◆ TASK
Write out the listing below from the line containing "of the person" to its last line, unaltered, ends included.

(Records)
↓↓↓
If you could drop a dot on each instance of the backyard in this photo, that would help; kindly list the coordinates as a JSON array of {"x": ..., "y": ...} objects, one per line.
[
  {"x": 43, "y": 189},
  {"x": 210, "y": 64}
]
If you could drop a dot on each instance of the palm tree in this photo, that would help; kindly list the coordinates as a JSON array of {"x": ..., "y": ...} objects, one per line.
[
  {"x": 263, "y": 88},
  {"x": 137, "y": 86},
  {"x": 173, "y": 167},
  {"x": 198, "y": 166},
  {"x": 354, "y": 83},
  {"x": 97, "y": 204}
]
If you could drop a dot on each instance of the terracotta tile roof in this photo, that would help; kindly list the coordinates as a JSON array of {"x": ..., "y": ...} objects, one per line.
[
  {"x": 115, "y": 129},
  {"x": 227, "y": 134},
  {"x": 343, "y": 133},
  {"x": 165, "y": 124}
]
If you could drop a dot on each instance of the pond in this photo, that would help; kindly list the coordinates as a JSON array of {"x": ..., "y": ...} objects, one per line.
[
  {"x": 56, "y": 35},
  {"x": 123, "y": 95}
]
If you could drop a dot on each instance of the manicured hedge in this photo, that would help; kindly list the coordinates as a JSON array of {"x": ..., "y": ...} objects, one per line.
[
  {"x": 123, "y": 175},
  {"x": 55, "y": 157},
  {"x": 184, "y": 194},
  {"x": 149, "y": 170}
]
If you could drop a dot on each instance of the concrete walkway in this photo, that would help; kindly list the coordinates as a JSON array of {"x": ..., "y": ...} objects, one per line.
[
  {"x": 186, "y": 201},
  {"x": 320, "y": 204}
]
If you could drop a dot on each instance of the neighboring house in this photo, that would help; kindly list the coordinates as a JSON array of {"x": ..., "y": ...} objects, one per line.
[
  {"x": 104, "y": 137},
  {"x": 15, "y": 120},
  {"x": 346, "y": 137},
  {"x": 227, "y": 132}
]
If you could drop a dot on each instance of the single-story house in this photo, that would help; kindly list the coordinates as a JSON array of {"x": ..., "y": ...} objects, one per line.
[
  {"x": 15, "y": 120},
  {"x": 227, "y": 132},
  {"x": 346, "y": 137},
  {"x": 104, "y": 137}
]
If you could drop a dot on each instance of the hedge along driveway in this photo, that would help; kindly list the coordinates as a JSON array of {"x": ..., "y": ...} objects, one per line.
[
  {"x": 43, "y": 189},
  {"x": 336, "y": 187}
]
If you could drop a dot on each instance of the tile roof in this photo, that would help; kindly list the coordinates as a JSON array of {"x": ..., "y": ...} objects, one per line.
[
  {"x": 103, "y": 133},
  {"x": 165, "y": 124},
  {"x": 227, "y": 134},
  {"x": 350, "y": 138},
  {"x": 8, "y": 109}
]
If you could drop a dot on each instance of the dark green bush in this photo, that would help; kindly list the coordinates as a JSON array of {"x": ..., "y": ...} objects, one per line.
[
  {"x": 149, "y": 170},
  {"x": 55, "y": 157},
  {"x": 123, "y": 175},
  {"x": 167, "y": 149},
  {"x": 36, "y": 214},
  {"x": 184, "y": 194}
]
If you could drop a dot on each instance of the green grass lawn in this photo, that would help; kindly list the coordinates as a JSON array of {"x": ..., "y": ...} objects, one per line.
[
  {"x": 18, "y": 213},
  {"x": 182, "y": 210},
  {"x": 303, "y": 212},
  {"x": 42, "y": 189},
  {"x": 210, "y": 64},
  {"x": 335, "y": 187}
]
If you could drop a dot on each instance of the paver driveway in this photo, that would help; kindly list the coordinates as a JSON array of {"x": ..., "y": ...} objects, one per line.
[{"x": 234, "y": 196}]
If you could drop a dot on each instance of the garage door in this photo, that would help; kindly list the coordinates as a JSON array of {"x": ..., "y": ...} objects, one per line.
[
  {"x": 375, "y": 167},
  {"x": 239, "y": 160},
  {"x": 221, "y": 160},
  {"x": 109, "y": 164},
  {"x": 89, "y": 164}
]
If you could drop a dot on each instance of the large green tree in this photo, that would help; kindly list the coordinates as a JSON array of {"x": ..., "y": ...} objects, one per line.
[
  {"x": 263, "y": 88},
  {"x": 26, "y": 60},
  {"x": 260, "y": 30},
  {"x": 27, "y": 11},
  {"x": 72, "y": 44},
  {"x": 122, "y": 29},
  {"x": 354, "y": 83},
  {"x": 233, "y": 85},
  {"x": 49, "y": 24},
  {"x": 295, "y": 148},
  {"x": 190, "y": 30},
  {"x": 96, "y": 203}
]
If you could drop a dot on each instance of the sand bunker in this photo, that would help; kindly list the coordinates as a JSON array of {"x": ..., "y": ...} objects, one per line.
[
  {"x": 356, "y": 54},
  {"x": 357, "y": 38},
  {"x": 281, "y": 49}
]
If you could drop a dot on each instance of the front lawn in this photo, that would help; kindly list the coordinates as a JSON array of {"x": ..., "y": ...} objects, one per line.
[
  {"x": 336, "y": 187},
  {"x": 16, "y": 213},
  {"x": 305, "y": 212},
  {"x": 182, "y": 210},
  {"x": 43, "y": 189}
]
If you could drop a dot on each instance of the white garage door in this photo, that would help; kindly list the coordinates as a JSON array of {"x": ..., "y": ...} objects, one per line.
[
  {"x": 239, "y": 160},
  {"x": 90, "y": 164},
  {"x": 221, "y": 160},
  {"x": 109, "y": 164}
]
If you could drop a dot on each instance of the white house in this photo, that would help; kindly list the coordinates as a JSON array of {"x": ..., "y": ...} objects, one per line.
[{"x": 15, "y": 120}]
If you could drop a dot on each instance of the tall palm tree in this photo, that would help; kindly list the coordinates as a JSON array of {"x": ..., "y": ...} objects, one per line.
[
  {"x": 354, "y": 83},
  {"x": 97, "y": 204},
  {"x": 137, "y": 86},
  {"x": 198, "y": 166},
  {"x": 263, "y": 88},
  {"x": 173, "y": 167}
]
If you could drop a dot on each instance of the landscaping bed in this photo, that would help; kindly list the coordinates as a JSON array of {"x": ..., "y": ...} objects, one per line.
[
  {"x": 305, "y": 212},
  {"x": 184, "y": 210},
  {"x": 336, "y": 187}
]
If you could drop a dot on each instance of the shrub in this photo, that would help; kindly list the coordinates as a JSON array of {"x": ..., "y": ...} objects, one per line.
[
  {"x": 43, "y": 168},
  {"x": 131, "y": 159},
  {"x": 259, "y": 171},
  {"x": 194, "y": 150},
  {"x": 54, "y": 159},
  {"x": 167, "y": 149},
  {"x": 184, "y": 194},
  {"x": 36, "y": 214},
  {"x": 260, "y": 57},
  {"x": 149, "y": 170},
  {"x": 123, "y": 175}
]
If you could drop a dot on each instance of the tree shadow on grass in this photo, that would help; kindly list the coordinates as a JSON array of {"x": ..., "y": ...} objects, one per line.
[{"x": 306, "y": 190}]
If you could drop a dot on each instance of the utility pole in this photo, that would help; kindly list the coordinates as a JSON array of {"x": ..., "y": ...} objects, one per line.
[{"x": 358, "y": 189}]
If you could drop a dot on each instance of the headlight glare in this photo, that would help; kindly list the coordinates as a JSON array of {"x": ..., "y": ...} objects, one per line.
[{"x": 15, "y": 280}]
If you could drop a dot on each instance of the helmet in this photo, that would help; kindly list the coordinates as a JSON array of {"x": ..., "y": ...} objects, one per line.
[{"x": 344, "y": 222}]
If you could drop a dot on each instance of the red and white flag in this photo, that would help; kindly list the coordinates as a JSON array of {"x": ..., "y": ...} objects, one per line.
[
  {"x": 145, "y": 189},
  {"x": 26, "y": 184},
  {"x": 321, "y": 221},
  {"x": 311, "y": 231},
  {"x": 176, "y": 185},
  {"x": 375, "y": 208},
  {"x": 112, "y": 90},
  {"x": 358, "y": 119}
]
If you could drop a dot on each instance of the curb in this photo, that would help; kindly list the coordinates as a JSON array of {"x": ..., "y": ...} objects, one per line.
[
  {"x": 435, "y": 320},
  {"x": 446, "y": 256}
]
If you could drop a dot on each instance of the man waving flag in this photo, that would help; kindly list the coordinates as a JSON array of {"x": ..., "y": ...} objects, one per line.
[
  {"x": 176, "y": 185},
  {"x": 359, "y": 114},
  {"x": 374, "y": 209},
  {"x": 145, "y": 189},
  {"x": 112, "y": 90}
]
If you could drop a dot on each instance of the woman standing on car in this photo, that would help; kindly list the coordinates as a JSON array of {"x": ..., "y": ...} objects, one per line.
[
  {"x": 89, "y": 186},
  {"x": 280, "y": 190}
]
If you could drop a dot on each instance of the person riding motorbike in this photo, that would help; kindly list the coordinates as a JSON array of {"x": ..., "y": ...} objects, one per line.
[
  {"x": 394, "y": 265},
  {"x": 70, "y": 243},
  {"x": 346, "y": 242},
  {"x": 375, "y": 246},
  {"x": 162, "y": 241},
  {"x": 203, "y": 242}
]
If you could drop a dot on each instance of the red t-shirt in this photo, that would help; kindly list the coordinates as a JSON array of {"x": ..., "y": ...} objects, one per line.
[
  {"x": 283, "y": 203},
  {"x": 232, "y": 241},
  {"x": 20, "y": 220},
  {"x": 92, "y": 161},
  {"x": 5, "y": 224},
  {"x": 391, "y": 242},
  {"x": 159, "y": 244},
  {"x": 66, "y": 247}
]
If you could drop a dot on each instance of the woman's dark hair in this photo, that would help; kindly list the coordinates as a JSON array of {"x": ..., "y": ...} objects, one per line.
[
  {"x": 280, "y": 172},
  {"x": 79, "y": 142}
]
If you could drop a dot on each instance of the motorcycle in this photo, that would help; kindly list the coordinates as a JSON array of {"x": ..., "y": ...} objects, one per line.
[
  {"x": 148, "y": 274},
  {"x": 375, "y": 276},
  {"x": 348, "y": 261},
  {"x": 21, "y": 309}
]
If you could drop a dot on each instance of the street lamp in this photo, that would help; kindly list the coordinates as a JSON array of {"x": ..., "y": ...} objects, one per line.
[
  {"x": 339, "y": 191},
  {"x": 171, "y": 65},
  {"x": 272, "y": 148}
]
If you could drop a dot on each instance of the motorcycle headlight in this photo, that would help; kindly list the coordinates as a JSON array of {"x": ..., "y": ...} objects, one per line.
↑↑↑
◆ CORRECT RESULT
If you could drop a dot on each instance of the person riding motorbike in this photo, that would help; kindly list the coordinates as a JSON array of {"x": ..., "y": ...} objects, one per line.
[
  {"x": 394, "y": 265},
  {"x": 70, "y": 243},
  {"x": 346, "y": 242},
  {"x": 375, "y": 246},
  {"x": 162, "y": 241},
  {"x": 203, "y": 242}
]
If you could drop a dot on each instance of the red t-shirt in this photo, that would help; kindly list the coordinates as a JSON array of {"x": ..., "y": ...} objects, one per line.
[
  {"x": 283, "y": 203},
  {"x": 232, "y": 241},
  {"x": 20, "y": 220},
  {"x": 92, "y": 161},
  {"x": 5, "y": 224},
  {"x": 391, "y": 242},
  {"x": 159, "y": 244},
  {"x": 66, "y": 247}
]
If you could drop a dot on each instance of the woman's dark hair in this photo, that would help; kindly list the coordinates as a JSON array of {"x": ..., "y": ...} objects, one per line.
[
  {"x": 280, "y": 172},
  {"x": 79, "y": 142}
]
If you could drop a dot on each instance of the motorcycle in this photo, that would help; kindly list the coordinates as a JSON array of {"x": ..., "y": ...} objects, one per line.
[
  {"x": 148, "y": 274},
  {"x": 375, "y": 276},
  {"x": 348, "y": 261},
  {"x": 21, "y": 309}
]
If you could drop a dot on each instance of the street lamp in this photo, that would help; kindly list the coordinates as a JSON array of {"x": ..., "y": ...} objects, one per line.
[
  {"x": 339, "y": 191},
  {"x": 171, "y": 65},
  {"x": 272, "y": 148}
]
If you could drop a dot on each instance of the motorcycle headlight in this photo, that would help; kindly list the coordinates as a JSON array of {"x": ..., "y": ...} objects, one per line.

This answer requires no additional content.